> [DATA FOR PROCESSING]:
┌────────
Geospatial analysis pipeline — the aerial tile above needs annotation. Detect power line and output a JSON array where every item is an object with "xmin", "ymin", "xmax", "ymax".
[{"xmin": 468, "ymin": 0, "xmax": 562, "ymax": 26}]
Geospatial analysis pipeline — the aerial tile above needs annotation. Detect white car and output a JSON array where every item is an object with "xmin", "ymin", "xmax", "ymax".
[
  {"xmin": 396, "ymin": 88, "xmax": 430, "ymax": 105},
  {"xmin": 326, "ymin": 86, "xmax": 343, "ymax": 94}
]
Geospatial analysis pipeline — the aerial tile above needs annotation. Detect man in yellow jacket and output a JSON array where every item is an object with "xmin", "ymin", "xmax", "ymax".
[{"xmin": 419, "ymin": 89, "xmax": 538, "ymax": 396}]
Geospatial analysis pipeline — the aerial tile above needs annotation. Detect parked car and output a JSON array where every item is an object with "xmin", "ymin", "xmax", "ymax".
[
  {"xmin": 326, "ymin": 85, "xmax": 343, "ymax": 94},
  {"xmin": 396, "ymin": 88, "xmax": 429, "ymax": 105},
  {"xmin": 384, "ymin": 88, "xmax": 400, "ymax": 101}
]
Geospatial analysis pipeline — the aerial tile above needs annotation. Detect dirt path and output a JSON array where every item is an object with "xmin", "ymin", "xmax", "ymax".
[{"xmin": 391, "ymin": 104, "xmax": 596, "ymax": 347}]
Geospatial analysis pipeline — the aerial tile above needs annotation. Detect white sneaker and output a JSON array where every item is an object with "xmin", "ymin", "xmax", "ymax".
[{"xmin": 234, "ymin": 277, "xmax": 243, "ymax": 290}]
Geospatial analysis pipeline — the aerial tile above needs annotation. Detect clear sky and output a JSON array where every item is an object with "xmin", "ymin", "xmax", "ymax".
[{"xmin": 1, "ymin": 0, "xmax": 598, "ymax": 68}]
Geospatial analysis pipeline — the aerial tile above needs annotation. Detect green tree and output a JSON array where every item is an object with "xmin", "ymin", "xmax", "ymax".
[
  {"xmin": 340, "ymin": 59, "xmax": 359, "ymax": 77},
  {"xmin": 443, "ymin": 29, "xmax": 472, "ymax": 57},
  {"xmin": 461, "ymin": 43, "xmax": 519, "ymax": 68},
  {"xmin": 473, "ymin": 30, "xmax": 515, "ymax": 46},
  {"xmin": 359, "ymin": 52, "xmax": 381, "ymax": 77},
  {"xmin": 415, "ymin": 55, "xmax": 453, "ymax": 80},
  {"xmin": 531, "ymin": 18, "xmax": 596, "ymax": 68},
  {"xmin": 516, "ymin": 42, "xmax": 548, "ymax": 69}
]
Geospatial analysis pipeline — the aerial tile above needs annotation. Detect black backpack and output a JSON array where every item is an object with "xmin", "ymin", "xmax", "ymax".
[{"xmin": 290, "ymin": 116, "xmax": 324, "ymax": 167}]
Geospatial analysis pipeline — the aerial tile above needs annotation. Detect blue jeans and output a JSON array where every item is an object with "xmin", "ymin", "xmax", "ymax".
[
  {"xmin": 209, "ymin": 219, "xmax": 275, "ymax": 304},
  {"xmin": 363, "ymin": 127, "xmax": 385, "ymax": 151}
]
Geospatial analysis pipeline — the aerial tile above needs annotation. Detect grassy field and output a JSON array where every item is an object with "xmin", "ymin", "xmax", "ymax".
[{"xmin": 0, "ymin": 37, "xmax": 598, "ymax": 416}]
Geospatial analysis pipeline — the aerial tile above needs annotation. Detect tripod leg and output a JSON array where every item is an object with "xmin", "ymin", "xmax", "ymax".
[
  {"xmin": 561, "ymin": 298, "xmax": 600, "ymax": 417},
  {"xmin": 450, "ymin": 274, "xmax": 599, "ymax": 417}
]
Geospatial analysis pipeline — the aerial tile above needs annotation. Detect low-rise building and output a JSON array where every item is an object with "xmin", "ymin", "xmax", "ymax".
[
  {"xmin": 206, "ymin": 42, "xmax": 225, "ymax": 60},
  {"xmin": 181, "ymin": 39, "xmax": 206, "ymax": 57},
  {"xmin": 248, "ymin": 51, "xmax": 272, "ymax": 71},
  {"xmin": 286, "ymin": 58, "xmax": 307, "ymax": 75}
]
└────────
> [TASK]:
Transcribe all the entries exactly, as they stand.

> [FINISHED EXERCISE]:
Geospatial analysis pipeline — the aerial tile above needs annotation. Detect power line and output a JSON array where every item is an object with "xmin", "ymin", "xmax", "ymax".
[{"xmin": 468, "ymin": 0, "xmax": 562, "ymax": 26}]
Geospatial analysis pipeline — the aerial tile above needs annotation. Detect white car and output a JSON array where every item is an object with "xmin", "ymin", "xmax", "ymax".
[
  {"xmin": 396, "ymin": 88, "xmax": 430, "ymax": 105},
  {"xmin": 326, "ymin": 86, "xmax": 343, "ymax": 94}
]
Geospatial analysis pipeline — the aerial tile above needs annotation. Detect man in yellow jacket and output a JSON array where every item is an object with "xmin", "ymin", "xmax", "ymax".
[{"xmin": 419, "ymin": 89, "xmax": 538, "ymax": 396}]
Geospatial analysis pipeline — the aerial tile above needs annotation. Detect parked car and output a JSON array where every item is an object with "xmin", "ymin", "xmax", "ymax".
[
  {"xmin": 326, "ymin": 85, "xmax": 343, "ymax": 94},
  {"xmin": 396, "ymin": 88, "xmax": 429, "ymax": 105},
  {"xmin": 384, "ymin": 88, "xmax": 400, "ymax": 101}
]
Geospatial analysis pipeline — the aerial tile above needs annotation. Detect dirt path and output a JSON array where every item is an object with "xmin", "ymin", "xmax", "ymax".
[{"xmin": 391, "ymin": 104, "xmax": 596, "ymax": 347}]
Geospatial analysis pipeline — the aerial tile above needs annotation. Detect white sneaker and output a JSON array where every item is an object with "xmin", "ymin", "xmax", "ymax".
[{"xmin": 234, "ymin": 277, "xmax": 243, "ymax": 290}]
Geospatial analysis pipeline — the aerial tile above needs annotation. Detect clear sky and output a JSON array where every item is an object with "xmin", "ymin", "xmax", "ymax".
[{"xmin": 1, "ymin": 0, "xmax": 598, "ymax": 68}]
Geospatial analysis pipeline — the aerial tile above needs annotation. Detect green tree and output a JSON array where every item is an object with "xmin", "ymin", "xmax", "ymax".
[
  {"xmin": 340, "ymin": 59, "xmax": 359, "ymax": 77},
  {"xmin": 443, "ymin": 29, "xmax": 472, "ymax": 57},
  {"xmin": 461, "ymin": 43, "xmax": 519, "ymax": 68},
  {"xmin": 473, "ymin": 30, "xmax": 515, "ymax": 46},
  {"xmin": 359, "ymin": 52, "xmax": 381, "ymax": 77},
  {"xmin": 415, "ymin": 55, "xmax": 453, "ymax": 80},
  {"xmin": 531, "ymin": 18, "xmax": 596, "ymax": 68},
  {"xmin": 516, "ymin": 42, "xmax": 548, "ymax": 69}
]
Geospatial analysis pipeline — the aerial tile above needs annotation. Detect black backpack and output a JSON array where every item is an object with "xmin", "ymin", "xmax", "ymax".
[{"xmin": 290, "ymin": 116, "xmax": 324, "ymax": 167}]
Geospatial analysis pipeline — the aerial tile above needs annotation. Detect blue jeans and output a JSON array where every item is an object with "xmin", "ymin", "xmax", "ymax".
[
  {"xmin": 209, "ymin": 219, "xmax": 275, "ymax": 304},
  {"xmin": 363, "ymin": 127, "xmax": 385, "ymax": 151}
]
Geospatial analysis pipeline — the aerial tile above needs annotation. Detect grassy field and output a JSON array where every item is an object with "xmin", "ymin", "xmax", "ymax".
[{"xmin": 0, "ymin": 37, "xmax": 598, "ymax": 416}]
Geospatial analysis pipeline — the aerial tile above needs annotation. Detect tripod leg and output a JSON array where every item is an object with "xmin", "ymin", "xmax", "ymax".
[
  {"xmin": 561, "ymin": 298, "xmax": 600, "ymax": 417},
  {"xmin": 450, "ymin": 274, "xmax": 599, "ymax": 417}
]
Geospatial analysis pipeline — the aerial tile above needs annotation. Detect low-rise building and output a JSON array where every item is an object with "xmin", "ymin", "xmax", "ymax".
[
  {"xmin": 206, "ymin": 42, "xmax": 225, "ymax": 60},
  {"xmin": 181, "ymin": 39, "xmax": 206, "ymax": 57},
  {"xmin": 248, "ymin": 51, "xmax": 272, "ymax": 71},
  {"xmin": 286, "ymin": 58, "xmax": 307, "ymax": 75}
]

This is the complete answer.